> [Request] Put every line of the entries below into a JSON list of strings, one string per line, leaving out any blank lines.

-- START OF Dataset rows --

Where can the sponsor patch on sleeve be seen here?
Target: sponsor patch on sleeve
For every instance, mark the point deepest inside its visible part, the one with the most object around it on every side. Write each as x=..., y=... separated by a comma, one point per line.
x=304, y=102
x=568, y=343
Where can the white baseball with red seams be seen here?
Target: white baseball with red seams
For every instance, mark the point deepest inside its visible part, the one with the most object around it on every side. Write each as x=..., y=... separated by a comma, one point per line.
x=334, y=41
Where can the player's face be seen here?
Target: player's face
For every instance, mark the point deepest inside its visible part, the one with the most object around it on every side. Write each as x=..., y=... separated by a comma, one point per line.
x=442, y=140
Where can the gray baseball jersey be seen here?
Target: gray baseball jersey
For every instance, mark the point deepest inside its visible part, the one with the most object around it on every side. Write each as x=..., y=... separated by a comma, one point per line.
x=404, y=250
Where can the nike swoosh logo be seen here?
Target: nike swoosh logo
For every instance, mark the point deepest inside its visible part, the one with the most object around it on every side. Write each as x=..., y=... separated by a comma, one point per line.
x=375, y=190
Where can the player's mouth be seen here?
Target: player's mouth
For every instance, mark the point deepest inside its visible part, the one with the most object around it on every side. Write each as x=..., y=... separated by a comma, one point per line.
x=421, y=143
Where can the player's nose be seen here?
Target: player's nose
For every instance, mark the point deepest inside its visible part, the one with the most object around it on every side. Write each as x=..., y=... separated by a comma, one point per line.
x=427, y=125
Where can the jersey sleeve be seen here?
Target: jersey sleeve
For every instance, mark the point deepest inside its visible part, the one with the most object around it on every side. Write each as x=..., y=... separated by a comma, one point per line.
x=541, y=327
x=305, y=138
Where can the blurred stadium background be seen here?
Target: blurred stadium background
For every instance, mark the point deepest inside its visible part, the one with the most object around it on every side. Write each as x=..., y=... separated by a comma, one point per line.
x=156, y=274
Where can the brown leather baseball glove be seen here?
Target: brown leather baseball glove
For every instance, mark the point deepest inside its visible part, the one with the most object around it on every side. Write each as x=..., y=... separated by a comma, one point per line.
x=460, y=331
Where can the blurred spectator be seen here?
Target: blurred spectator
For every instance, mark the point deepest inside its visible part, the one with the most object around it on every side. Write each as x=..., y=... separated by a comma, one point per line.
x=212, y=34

-- END OF Dataset rows --

> [Correct output]
[
  "Where can the sponsor patch on sleeve be seen here?",
  "Target: sponsor patch on sleeve",
  "For every instance, mark the point deepest inside its visible part, the one with the most object around it on every side. Write each as x=..., y=... separated by a comma, one point per line.",
  "x=304, y=102",
  "x=568, y=343",
  "Where can the white baseball with red seams be seen here?",
  "Target: white baseball with red seams",
  "For every instance, mark the point deepest inside its visible part, the one with the most object around it on every side. Write each as x=..., y=... separated by a comma, one point per line.",
  "x=334, y=41",
  "Where can the player's face be seen here?",
  "Target: player's face",
  "For every instance, mark the point deepest inside its visible part, the one with the most object around it on every side. Write each as x=..., y=... separated by a comma, one point per line.",
  "x=442, y=140",
  "Where can the gray baseball jersey be seen here?",
  "Target: gray baseball jersey",
  "For every instance, mark the point deepest inside its visible part, the one with the most object around it on every side. Write each as x=..., y=... separated by a comma, one point per line.",
  "x=404, y=250",
  "Where can the nike swoosh logo be seen here?",
  "Target: nike swoosh logo",
  "For every instance, mark the point deepest inside its visible part, the one with the most object around it on every side. Write each as x=..., y=... separated by a comma, one point per line.",
  "x=375, y=190",
  "Where can the player's mouth be seen here?",
  "Target: player's mouth",
  "For every instance, mark the point deepest inside its visible part, the one with the most object around it on every side. Write each as x=..., y=... separated by a comma, one point per line.",
  "x=421, y=143",
  "Where can the player's nose be seen here?",
  "Target: player's nose",
  "For every instance, mark the point deepest inside its visible part, the one with the most object around it on every side. Write each as x=..., y=... separated by a comma, one point per line.",
  "x=427, y=125",
  "Where can the jersey sleeve be seen here?",
  "Target: jersey sleeve",
  "For every instance, mark the point deepest inside its visible part, the one with the most object around it on every side. Write each as x=..., y=... separated by a comma, one point per line.",
  "x=541, y=327",
  "x=305, y=138",
  "Where can the blurred stadium background be seen here?",
  "Target: blurred stadium background",
  "For every instance, mark the point deepest inside its visible part, the one with the most object around it on every side. Write each as x=..., y=... separated by a comma, one point per line.",
  "x=156, y=274",
  "Where can the brown leather baseball glove be seen here?",
  "Target: brown leather baseball glove",
  "For every instance, mark the point deepest inside its visible part, the one with the most object around it on every side. Write each as x=..., y=... separated by a comma, one point per line.",
  "x=460, y=331",
  "Where can the blurred spectator be seen here?",
  "Target: blurred spectator",
  "For every instance, mark the point deepest inside its visible part, the one with the most object around it on every side. Write each as x=..., y=... separated by a comma, one point per line.",
  "x=212, y=34"
]